**Text segment**

***

How to build a 16TB box for less than $5000

Discussion in 'Hardware' started by WinstonTJ, Jul 20, 2012.

  1. dyson

    dyson

    My server is split into 3 zfs pools: work ( 6 x 2 ), media ( 8 x 2 ), and temp ( 2 x 2 ).

    The work pool contains my historical data and support files. I have been adding to my tick collection over time (now around 2.5 TB). Unless you are using tick level data, daily and minute take up only minimal space ( < 200 GB).

    The media pool contains my DVD (mkv/x264) and CD (mp3 & flac) collections. The media pool is only for streaming to other devices; no encoding. All transcoding was done over the years on other (faster) machines. I would not recommend using a i3-21xxT for encoding.

    The temp pool contains my nightly backups, etc. This pool is for everyday use.

    Most home-users may have a simple home NAS of some kind (drobo, etc). I started out with a 4 bay NAS which I quickly grew out of.

    Do you run your simulations locally on the server or over the network on workstations?

    If over the network, do you experience any network saturation? Even with gigabit, I think network bandwidth will be more of a factor than access speed (read/write) depending on the number of processes trying to access the server simultaneously.

    When I planned my design, one key decision was to make a server for storage i/o only. No user applications are run directly on the server. All CPU intensive tasks are run on a desktop machine.

    I perfer software RAID (in my case zfs) vs hardware. Not all hardware RAID cards are compatible. If you don't have a backup of the same card (make/model), you may run into difficulty restoring a RAID 5/6 partition if you have a hardware failure.

***

**Listed entries**
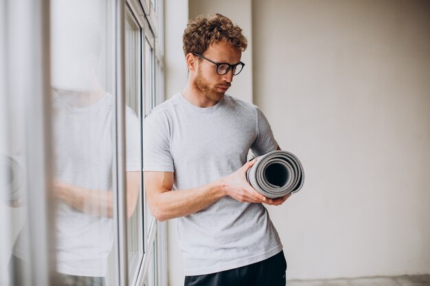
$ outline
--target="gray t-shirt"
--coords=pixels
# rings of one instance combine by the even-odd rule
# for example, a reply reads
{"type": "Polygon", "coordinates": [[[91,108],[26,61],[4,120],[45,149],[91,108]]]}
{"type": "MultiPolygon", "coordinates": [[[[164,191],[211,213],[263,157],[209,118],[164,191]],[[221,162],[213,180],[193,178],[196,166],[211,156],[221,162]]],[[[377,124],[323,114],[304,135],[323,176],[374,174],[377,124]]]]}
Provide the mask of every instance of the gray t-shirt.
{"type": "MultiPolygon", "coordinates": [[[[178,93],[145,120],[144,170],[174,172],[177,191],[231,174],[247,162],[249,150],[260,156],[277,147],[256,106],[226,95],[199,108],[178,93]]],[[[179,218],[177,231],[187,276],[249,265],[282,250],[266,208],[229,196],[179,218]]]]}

***

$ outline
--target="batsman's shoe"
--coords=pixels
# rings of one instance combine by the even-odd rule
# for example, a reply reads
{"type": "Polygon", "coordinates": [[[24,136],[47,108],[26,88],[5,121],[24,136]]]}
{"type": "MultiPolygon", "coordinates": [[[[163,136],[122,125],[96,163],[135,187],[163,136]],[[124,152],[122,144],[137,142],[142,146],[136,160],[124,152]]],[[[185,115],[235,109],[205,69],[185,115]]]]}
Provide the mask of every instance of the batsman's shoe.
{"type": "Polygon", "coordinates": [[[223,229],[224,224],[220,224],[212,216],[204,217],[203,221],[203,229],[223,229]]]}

***

**Objectives**
1) According to the post about the zfs storage server, what does the media pool hold?
2) Continue the forum post about the zfs storage server from its last sentence.

**Answer list**
1) The DVD (mkv/x264) and CD (mp3 and flac) collections.

2)
    I am running zfs raidz (RAID 5 equivalent). When factoring raidz overhead, usable space is closer to 24 TB total. 26 TB is the free space reported by linux; although different linux tools/utils will give different results when querying free space.
     
    #11     Jul 23, 2012
  2. Awesome thread WinstonTJ... Nice posts
     
    #12     Jul 23, 2012
  3. Thx TICKTRADER!

    Dyson,
    Hope I remember everything you asked. I don't know what it is but with the way these things get used I see a fairly high initial rate of failure in drives. There is so much being pushed and pulled to & from them that stuff dies. I wasn't trying to imply that there is a difference in quality, just simply that the way that the ones I build get used and abused it requires fairly robust hardware.

    The vast majority of these guys all have databases with either tick level data from the exchanges or tick level that they record from something like Activ, Bloomberg (B-Pipe) or NxCore. It depends on the feeds but compressed it's between 2.5 to 50GB per day.

    I'm very happy to say that I've not traded a single share since the end of June and I have no intention to ever trade again... :D So it's all other people's simulations and machines and it depends on the machine. This one has really old CPUs and would get killed if it was used for local simulations whereas the one I built last month (only 12TB) has two 6-core intel CPUs and that firm's quant will be running the simulations on that machine. It varies and hardware needs to be spec'd for the use. This one is going to be used more similarly for your "temp pool" type use. They will run their extractors or simulators locally and then push the results or larger files to this machine vs. their own.

    Most often the access is over the network. I either put 10gig NICs in the database boxes or I will buy one or two quad-gigabit cards and bond them. I'll usually put a dedicated NIC into the quant or trader's local machine or I will put a dual NIC and bond that. If they are saturating two or three gigabit connections it should be over their local machine's read/write capacity.

    Another great workaround that I have for all of that over-the-network type BS is virtual machines. If you put a 16TB database and a virtual machine host server right next to each other then you only need two 10G NICs. The rest are all running 10G connections inside the virtual host.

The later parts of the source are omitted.